DIRECTIONS >> Express every line of the items below as a Markdown table with the columns No. and Text, numbering the rows in order and skipping blank lines. Omit the pictures from the table.

************

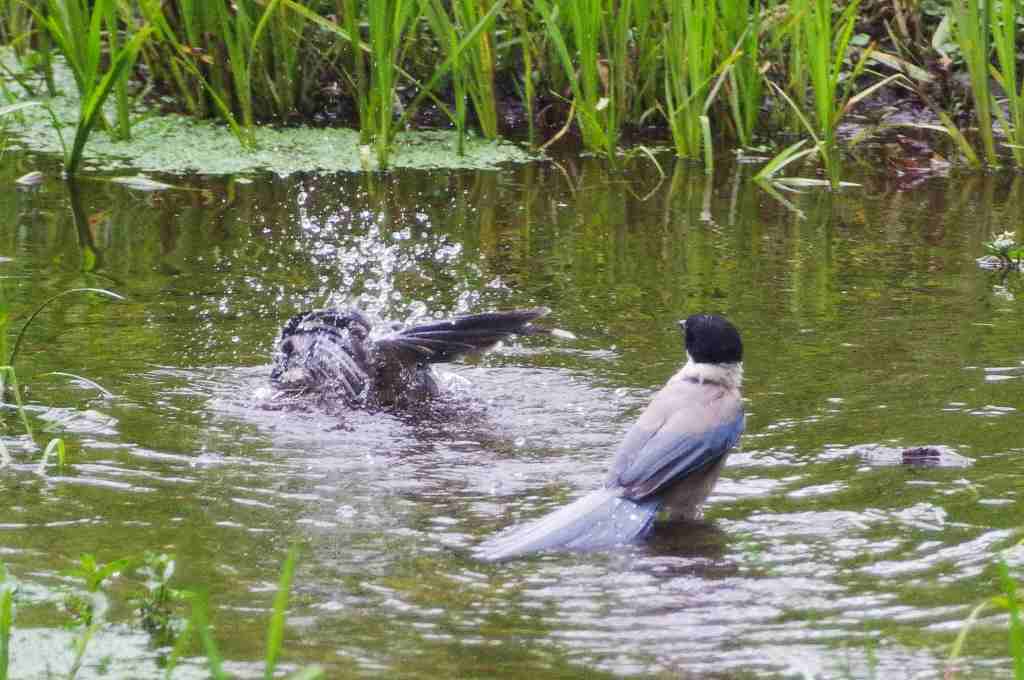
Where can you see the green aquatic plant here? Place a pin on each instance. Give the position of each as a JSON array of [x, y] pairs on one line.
[[77, 28], [47, 302], [88, 611], [597, 32], [472, 70], [1011, 600], [200, 623], [1006, 249], [739, 30], [156, 603], [971, 19], [1006, 30]]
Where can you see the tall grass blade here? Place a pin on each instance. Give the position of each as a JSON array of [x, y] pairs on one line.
[[1016, 625], [971, 22], [275, 629], [91, 107], [20, 334], [201, 624], [1005, 35]]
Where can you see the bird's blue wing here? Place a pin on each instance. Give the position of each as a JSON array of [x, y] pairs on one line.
[[648, 460]]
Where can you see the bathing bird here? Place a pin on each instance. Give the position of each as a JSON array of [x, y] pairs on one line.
[[332, 353], [668, 462]]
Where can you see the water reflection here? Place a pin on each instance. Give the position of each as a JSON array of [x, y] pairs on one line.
[[869, 330]]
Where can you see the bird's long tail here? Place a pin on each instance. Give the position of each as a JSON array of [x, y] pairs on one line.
[[444, 341], [597, 520]]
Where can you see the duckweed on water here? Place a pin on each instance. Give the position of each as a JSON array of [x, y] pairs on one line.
[[176, 143]]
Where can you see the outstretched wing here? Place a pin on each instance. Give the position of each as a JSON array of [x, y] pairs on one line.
[[444, 341]]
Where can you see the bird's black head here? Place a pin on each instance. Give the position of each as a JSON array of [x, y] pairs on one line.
[[315, 347], [711, 339]]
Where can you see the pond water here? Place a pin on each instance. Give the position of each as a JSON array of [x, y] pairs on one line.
[[868, 328]]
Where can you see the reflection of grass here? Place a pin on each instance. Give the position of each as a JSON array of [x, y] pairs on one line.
[[6, 619], [1005, 247]]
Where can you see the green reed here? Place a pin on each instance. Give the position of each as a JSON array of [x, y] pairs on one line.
[[1011, 601], [739, 29], [689, 58], [824, 45], [200, 623], [525, 85], [472, 69], [971, 22], [77, 28], [1005, 32], [598, 33]]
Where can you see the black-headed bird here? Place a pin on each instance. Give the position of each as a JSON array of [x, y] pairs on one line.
[[669, 461]]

************

COMPLETE OUTPUT >>
| No. | Text |
|---|---|
| 1 | Where can you see the green aquatic plant here? Place a pin on each instance. Give the position of each as a JSON array of [x, y] pairs on one line. |
| 2 | [[77, 28], [47, 302], [88, 611], [597, 32], [472, 70], [1011, 600], [200, 623], [1006, 249], [739, 30], [156, 603], [971, 19], [1006, 30]] |
| 3 | Where can you see the tall grass blade here? Place a pin on each instance. Give the position of each as a JSON array of [x, y] pairs on one line. |
| 4 | [[1016, 625], [971, 22], [275, 629], [91, 107], [20, 334], [201, 624], [1005, 35]] |
| 5 | Where can you see the bird's blue wing here? Place a pin on each instance. Give the position of each as a JSON array of [x, y] pairs on one line. |
| 6 | [[648, 460]] |
| 7 | Where can you see the bathing bird here? Place a pin on each instance. Give the position of each as a JSON array of [x, y] pairs on one line. |
| 8 | [[332, 353], [668, 462]] |
| 9 | Where can you see the water reflection here? Place a pin on each instance. Give the position of each as a JSON array of [x, y] pairs on one line. |
| 10 | [[869, 330]] |
| 11 | Where can you see the bird's long tail here? Place a pin on each instance. Give the position of each as a JSON array of [x, y] pairs on one line. |
| 12 | [[444, 341], [597, 520]] |
| 13 | Where can you see the duckweed on water here? Place a pin on each instance. Give the position of each as a JSON array of [x, y] pairs on one line. |
| 14 | [[176, 143]] |
| 15 | Where can you see the outstretched wing here? Place a pin on each instance. Give the position of each as a JSON array of [x, y] pairs on one line. |
| 16 | [[444, 341]] |
| 17 | Where can you see the bird's black head here? Place a pin on each instance. Give the position of each as a JSON array of [x, y] pairs on one line. |
| 18 | [[315, 347], [711, 339]] |
| 19 | Where can you see the pond water here? Place a pin on each instance. Give the position of each as a JSON array of [x, y] pairs on one line. |
| 20 | [[868, 328]] |
| 21 | Where can you see the reflection of grass here? Place a pin on each instance. Give the position of each as a JSON array of [x, y] pairs on one line. |
| 22 | [[6, 619], [1005, 247]] |
| 23 | Where can you see the green reed here? Place a pin on each instance. Give the position of each as a JSON array of [x, y] pairs on one line. |
| 24 | [[1011, 601], [739, 29], [689, 58], [824, 45], [200, 623], [525, 85], [472, 69], [971, 22], [77, 28], [1005, 32], [598, 33]] |
| 25 | Where can you see the black-headed bird here? Place a pin on each instance. Give the position of each as a JSON array of [x, y] pairs on one line. |
| 26 | [[669, 461]] |